_Bacaan yang Diberikan_:

# # #

Palu - Ketua Komisi IV (kesejahteraan rakyat) DPRD Sulawesi Tengah Ramli Isa Kuku mengatakan apotek di rumah sakit pemerintah daerah diminta tidak menjual obat terlalu mahal dibanding apotek di luar rumah sakit.
"Tidak menutup kemungkinan ada apotek di rumah sakit yang menjual obat terlalu mahal dibanding apotik di luar rumah sakit. Ini perlu mendapat perhatian kita," kata Ramli di Palu, Senin.
Dia mengatakan, sebagai wakil rakyat di komisi kesejahteraan rakyat meminta kepada kepala rumah sakit pemerintah khususnya Rumah Sakit Undata Palu yang sudah berubah status menjadi Badan Layanan Umum Daerah (BLUD) agar mengontrol penjualan obat di apotek rumah sakit.
"Buatlah harga obat yang kompetitif sehingga tidak menyulitkan pasien. Dari pada mahal, nanti pasien beli di luar," kata Ramli.
Dia mengatakan, saat dirinya dulu menjadi Kepala Rumah Sakit Undata Palu, ia selalu mengecek harga obat di apotik-apotik terdekat dari rumah sakit tersebut.

# # #

_Pekerjaan yang Diminta_: Tolong lanjutkan berita di atas tentang harga obat di apotek rumah sakit, dimulai setelah kalimat terakhirnya.

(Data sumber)
# # #

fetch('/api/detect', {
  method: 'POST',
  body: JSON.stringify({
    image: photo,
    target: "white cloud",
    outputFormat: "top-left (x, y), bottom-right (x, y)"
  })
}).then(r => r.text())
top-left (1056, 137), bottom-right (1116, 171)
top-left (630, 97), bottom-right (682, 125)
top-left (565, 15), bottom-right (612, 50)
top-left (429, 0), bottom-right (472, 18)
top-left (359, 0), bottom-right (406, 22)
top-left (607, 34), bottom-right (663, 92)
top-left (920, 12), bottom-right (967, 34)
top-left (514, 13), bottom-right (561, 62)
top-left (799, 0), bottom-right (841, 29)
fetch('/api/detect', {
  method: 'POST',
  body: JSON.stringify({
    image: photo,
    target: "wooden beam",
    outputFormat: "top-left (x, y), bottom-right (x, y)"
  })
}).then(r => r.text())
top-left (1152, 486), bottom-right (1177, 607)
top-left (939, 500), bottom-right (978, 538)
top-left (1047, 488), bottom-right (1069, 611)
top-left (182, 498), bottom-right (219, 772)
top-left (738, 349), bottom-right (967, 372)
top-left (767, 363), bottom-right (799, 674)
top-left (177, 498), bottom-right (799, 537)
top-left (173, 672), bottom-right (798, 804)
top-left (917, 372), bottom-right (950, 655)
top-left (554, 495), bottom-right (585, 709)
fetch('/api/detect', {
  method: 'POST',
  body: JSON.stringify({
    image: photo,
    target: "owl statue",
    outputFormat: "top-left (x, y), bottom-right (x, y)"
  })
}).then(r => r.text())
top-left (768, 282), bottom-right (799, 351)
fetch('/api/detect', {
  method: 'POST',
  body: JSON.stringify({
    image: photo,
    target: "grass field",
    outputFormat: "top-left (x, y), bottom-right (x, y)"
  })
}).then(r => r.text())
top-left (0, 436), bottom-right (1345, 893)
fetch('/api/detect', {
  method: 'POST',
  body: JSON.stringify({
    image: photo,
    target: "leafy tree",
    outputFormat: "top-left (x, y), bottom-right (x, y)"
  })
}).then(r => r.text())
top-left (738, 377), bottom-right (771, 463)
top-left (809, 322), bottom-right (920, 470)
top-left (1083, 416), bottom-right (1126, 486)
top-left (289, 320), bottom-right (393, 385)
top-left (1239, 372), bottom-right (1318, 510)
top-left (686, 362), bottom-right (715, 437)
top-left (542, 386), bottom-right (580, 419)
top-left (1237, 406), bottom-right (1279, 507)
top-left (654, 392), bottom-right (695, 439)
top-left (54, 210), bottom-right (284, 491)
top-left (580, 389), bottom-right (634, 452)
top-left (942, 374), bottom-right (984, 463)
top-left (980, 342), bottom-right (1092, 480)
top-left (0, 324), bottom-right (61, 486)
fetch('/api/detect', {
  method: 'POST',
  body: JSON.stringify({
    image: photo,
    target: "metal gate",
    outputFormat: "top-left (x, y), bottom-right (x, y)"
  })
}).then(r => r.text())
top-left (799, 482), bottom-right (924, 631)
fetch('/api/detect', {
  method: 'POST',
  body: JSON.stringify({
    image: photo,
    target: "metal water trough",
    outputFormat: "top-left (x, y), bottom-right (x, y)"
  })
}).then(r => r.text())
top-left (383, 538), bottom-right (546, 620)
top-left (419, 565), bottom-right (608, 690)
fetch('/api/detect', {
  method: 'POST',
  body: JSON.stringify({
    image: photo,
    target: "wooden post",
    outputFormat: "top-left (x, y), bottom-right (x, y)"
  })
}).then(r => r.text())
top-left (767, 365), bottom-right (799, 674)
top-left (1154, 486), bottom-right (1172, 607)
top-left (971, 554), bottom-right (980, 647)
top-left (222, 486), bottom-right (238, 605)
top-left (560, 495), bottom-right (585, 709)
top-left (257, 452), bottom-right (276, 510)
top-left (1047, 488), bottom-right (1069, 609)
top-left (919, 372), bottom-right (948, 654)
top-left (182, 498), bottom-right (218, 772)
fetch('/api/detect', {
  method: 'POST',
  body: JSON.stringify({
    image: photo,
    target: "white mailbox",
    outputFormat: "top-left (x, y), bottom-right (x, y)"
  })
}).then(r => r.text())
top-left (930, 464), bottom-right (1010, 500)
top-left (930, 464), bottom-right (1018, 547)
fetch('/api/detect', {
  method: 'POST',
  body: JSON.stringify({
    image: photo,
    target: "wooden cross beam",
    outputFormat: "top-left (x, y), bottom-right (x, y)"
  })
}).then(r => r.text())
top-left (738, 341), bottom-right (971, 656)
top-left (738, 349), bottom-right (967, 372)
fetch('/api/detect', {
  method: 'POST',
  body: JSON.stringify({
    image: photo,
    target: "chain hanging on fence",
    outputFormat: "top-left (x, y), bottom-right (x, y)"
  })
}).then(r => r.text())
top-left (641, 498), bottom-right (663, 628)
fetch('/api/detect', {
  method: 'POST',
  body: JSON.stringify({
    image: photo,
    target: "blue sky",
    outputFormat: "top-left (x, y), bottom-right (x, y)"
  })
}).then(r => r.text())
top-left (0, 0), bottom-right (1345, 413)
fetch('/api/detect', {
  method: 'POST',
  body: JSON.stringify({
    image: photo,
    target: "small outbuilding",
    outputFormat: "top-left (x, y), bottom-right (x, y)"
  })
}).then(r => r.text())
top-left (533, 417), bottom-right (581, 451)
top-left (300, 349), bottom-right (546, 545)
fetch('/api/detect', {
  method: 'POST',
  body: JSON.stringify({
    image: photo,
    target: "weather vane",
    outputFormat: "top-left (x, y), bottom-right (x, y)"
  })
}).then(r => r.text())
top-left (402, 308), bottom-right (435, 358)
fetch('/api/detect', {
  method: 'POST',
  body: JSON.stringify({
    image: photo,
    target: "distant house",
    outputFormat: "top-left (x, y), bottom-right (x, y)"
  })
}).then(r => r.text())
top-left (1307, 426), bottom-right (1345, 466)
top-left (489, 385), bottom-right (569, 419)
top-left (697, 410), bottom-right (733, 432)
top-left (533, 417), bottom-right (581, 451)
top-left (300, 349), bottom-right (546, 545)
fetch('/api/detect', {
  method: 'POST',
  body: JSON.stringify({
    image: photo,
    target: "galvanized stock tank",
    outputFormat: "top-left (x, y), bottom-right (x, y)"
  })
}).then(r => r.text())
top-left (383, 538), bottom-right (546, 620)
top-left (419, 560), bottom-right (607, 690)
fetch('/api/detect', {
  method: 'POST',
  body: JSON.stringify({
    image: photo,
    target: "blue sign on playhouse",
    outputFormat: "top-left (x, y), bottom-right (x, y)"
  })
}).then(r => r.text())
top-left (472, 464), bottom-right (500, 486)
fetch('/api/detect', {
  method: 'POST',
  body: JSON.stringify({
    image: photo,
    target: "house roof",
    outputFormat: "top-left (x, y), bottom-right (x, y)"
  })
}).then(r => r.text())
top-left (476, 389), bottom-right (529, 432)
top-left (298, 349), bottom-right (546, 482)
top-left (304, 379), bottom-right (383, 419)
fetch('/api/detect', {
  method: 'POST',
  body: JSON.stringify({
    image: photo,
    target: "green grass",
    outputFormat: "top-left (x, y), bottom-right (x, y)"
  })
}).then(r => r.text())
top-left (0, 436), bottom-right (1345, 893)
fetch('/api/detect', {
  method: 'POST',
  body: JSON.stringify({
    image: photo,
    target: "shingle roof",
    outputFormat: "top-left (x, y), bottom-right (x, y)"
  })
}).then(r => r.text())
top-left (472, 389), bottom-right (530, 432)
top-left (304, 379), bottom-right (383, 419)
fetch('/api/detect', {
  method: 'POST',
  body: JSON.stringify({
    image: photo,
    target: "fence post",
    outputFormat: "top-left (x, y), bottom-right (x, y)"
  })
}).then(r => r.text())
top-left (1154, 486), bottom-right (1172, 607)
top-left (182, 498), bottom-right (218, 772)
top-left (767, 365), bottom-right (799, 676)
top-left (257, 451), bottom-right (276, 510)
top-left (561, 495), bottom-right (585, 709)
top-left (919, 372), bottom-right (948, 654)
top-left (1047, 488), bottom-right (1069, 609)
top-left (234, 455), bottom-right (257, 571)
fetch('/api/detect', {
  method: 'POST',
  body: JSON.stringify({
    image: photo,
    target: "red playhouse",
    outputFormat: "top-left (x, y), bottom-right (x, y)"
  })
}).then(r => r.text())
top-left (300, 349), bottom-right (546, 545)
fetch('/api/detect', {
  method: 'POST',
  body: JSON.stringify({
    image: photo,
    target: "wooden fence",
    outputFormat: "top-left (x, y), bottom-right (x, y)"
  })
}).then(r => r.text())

# # #

_Jawaban Anda_:
Dari hasil pengecekan harrga itulah ia meminta kepada petugas apotek agar tidak menjual obat di atas harga dari apotek terdekat.
Mantan Kepala Rumah Sakit Undata Palu itu mengatakan dengan perubahan status rumah sakit daerah Undata menjadi BLUD memungkinkan pengelolaan penjualan obat mendapat keuntungan yang banyak karena bisa saja apotek rumah sakit menjual di atas harga eceran tertinggi.
"Tetapi sebaiknya apotek rumah sakit mengambil untung lebih kecil dari apotek di luar rumah sakit," katanya.
Dia mengatakan, dengan status BLUD pembelian obat dapat dilakukan oleh rumah sakit itu sendiri sesuai kebutuhan tanpa harus melalui proses tender lagi.
Dia mengatakan, rumah sakit dapat membeli obat dengan harga yang kompetitif melalui pedagang besar farmasi.
"Obat itu juga kan ada harga eceran tertinggi. Ya, tidak apa-apa menjual sedikit di bawah harga eceran tertinggi, supaya pasien tidak lagi keluar mencari apotek lain," katanya.
Ramli mengatakan, sejak status Undata berubah menjadi BLUD, bukan berarti tanggungjawab pengelolaan dan pendapatan rumah sakit diserahkan sepenuhnya kepada rumah sakit tersebut. Pemerintah daerah tetap berkewajiban memberikan bantuan keuangan jika rumah sakit itu terkendala keuangan.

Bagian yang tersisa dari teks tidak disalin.